#### WHAT YOU ARE ASKED TO DO:
Could you copy the rows again, starting at the line that contains "of the logo" and ending with the last row, keeping the requests and their format samples as they are but multiplying every coordinate in the answers by 0.35 and rounding to whole numbers, with halves rounded up? Give only these lines.

** begin INFORMATION SUPPLIED **

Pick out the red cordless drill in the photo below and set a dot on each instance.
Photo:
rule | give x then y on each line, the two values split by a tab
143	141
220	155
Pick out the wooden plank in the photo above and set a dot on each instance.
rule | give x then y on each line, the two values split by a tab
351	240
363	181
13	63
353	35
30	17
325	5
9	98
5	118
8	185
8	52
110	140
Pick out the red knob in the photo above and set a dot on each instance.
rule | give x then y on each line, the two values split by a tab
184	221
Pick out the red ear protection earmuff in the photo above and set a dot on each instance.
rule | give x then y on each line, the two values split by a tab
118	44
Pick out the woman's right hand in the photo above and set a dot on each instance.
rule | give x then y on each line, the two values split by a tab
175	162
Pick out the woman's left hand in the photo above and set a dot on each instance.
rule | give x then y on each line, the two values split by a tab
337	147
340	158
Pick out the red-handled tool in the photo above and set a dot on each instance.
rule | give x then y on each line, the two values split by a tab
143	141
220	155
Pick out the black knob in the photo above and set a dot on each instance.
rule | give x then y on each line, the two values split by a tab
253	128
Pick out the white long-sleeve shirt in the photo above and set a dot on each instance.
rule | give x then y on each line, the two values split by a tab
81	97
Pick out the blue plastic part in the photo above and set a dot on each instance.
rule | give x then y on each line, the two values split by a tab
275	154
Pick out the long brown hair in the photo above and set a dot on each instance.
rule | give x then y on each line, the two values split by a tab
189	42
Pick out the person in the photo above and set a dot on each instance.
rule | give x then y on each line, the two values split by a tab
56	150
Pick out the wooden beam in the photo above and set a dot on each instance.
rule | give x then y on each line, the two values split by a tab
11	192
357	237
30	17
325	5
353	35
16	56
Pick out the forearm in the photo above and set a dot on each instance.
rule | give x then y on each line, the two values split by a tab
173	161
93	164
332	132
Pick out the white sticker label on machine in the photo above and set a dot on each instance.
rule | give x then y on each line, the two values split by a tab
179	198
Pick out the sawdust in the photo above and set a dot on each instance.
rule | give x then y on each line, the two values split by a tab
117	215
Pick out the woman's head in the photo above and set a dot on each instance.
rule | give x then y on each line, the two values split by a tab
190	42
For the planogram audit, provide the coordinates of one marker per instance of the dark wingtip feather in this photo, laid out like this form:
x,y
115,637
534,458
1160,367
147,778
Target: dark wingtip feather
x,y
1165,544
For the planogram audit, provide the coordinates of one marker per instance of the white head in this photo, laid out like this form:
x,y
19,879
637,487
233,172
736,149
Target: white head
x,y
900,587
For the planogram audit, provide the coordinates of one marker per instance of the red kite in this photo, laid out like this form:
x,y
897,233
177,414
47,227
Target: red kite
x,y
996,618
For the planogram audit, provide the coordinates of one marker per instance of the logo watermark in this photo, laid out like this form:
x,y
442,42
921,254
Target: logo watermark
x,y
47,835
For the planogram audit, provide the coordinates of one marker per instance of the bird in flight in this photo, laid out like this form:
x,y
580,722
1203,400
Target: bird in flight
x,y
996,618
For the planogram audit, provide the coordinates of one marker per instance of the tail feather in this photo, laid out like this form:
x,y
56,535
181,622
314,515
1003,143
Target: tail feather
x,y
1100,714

** end INFORMATION SUPPLIED **

#### THE SOLUTION:
For the planogram audit, provide the coordinates of one marker per instance of the logo watermark in this photo, laid out like this form:
x,y
442,42
921,254
Target: logo watermark
x,y
16,292
For the planogram audit, provide the coordinates of one marker per instance of the bird in flight in this photo, laid out like this form:
x,y
580,722
1203,400
Target: bird in flight
x,y
349,216
For the planogram audit, provide the coordinates of one marker per instance of the tail feather in this photo, laid out like this form:
x,y
56,535
181,622
314,515
1003,143
Target: tail feather
x,y
385,250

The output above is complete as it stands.